* TASKS AND EXERCISES *
1. Summarize the abstract below on self-regulated learning in adults with TBI in two sentences.
2. In the abstract below, on which performance measure was the only between-group difference greater than 2 SD found?

* TEXT SEGMENT *

*** Begin section ***

The Novel Application of an Integrative Measure; Self-Regulated Learning in Adult TBI
Hana Miric1, Asha Vas2, Sandra Chapman3; 1UTD, 2TWU, 3UTD
Goals: 1) To compare performance on integrative executive function of self-regulated learning, component executive functions of inhibition, switching and working memory, and immediate memory between adults with TBI and controls; 2) to examine sensitivity and specificity of self-regulated learning metric; 3) to compare the discriminative abilities of the experimental self-regulated learning metric with measures of inhibition, switching, working memory and immediate memory-all engaged in self-regulated learning. Methods: 95 persons have completed 3 hours of cognitive assessment. The group with TBI and controls were comparable on indices of age, gender, education and IQ. General linear model and discriminant factor analysis have been conducted. Summary of the results: 1) The group with TBI performed significantly lower than control group on self-regulated learning, as well as on component executive functions. Immediate memory was comparable between the two groups. 2) Self-regulated learning test alone has correctly identified 70% of TBI and 75% of control cases-the sensitivity and specificity higher than of any other executive function or immediate memory measure taken alone. 3) The only higher discriminative power has been found in combination with working memory and inhibition. This triad contributed with only modest (2%) improvement in discriminability of self-regulated learning alone. Conclusions: Deficits in component executive functions were not clinically significant, the only between group difference>2SD has been found on self-regulated learning performance. The experimental self-regulated learning metric is a valuable adjunct tool in following long-term recovery in TBI. The potential of training self-regulated learning in order to improve global outcomes should be investigated.

*** End section ***

* DATA FOR ANALYSIS *
*** Begin section ***

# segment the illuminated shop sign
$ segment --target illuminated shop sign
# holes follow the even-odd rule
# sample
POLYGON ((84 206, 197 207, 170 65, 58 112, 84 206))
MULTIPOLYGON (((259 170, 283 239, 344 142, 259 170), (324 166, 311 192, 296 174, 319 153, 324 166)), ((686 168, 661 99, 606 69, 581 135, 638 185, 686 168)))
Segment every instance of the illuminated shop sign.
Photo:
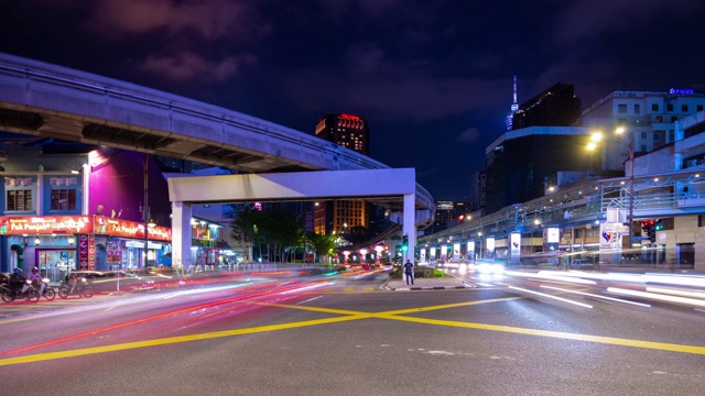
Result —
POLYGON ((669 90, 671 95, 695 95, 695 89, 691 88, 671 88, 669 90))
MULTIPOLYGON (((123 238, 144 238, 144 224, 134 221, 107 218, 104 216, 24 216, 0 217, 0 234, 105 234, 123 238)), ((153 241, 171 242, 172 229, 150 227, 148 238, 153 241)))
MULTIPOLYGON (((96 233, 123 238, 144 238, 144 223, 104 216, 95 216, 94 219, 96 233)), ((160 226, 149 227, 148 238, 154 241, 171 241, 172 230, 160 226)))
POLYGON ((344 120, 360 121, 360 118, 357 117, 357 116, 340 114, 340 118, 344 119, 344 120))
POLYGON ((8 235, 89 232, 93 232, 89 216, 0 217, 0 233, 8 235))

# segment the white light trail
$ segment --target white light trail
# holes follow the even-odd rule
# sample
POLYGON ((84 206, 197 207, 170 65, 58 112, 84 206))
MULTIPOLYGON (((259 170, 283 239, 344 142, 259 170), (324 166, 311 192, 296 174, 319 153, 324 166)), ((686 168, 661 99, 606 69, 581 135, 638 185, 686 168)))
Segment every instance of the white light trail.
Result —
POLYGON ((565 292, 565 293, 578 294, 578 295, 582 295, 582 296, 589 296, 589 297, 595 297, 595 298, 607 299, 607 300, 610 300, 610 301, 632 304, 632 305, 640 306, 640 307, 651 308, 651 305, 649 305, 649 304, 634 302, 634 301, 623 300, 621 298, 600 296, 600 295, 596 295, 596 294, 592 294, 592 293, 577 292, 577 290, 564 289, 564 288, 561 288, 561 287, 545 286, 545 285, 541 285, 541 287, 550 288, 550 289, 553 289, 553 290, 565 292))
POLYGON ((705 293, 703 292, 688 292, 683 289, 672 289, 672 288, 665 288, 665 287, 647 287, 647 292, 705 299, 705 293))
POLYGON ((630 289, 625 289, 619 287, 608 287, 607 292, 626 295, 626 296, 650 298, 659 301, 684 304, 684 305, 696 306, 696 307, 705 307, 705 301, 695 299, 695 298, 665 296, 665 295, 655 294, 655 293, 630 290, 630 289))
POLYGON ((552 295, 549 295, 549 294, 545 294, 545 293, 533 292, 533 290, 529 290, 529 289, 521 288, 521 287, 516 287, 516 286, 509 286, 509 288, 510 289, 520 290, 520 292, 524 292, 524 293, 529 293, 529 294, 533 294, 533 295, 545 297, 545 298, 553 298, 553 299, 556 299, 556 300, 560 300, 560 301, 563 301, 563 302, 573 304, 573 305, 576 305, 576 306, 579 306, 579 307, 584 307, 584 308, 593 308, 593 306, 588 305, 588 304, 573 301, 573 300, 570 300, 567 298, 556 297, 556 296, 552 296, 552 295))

*** End section ***

* SOLUTIONS FOR EACH TASK *
1. Among 95 people who completed cognitive assessment, adults with TBI scored significantly lower than comparable controls on self-regulated learning and on component executive functions, while immediate memory did not differ between the groups. The self-regulated learning test alone correctly identified 70% of TBI and 75% of control cases, higher than any other single measure, and the authors conclude that it is a valuable adjunct tool for following long-term recovery in TBI.

2. Self-regulated learning performance.